**Exercise requirements**
Translate this sentence from the comment thread below into Spanish: "Objects get returned to their owners after 90 minutes, but that’s plenty of time for a party."

**Source**
==========
That sounds absolutely surreal…but at least you didn’t have to smell the hamster-cage smell that always accompanies large groups of small children.
Nice that folks were having fun, though.

11 07 2007
ladybrick

As someone who never got to go to a real summer camp, that sort of thing on SL would actually appeal to me.

11 07 2007
jengagne

I agree, it was charmingly adorable and definitely surreal. :D
I also like the “summer camp activity bus” approach of the group. If I were going to really RP kidness on there, that’s much more appealing to me than the odd commitment factor of the “adoption” agencies.

11 07 2007
lirazel

What an awesome idea!
I mean, I spent nearly every summer camp experience hiding from my “peers” and crying (at least part of the time), but still…
Hey, I’ll bet if you had a cook-out space people could “rent” temporarily on the beach, with a place for a bon-fire and some kind of stick-marshmallow generation thing…

11 07 2007
Stefan "Twoflower" Gagne

Actually, our beach is free-build. Objects get returned to their owners after 90 minutes, but that’s plenty of time for a party.
Of course, we don’t provide a fire and mallow-onna-stick thingy, but I’m pretty sure beach fires are discouraged on the east coast. At least, I’ve never seen one on my vacations. ?_?

11 07 2007
Stefan "Twoflower" Gagne

Agreed. I know family is a big part of being a kid, but for “weekend warrior” ageplayers in SL it’d be better just to join a group that has kid-friendly events. Not EVERYBODY wants to be adopted and lurved (skeezy or otherwise), some just wanna go out and have a ball.

11 07 2007
lirazel

They are now… but they didn’t used to be! (And there’s still a few places, but you have to get a permit.)

11 07 2007
jengagne

Good distinction. For me, I see it like this… I still have the family part of being a kid, so I don’t miss that. :) But the running around with a gaggle of other kids doing kid-type stuff aspect? Wheee!
Plus the opportunity to lightly RP ought to make for some cute comedy. :D

11 07 2007
omahdon

The more I hear about SL the more I think I should be getting into this ‘ere thang. An MMO experience without the grinding required by the RPG side, hmmmm….
==========
**Source material**

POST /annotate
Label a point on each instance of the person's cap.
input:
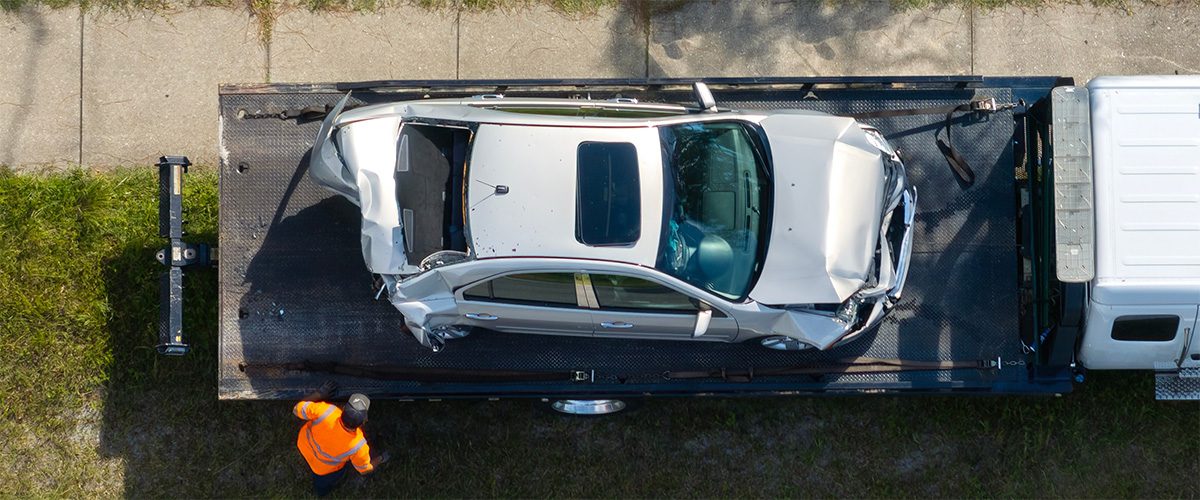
(354, 413)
==========
**Reply to the task**
Los objetos se devuelven a sus dueños después de 90 minutos, pero eso es tiempo de sobra para una fiesta.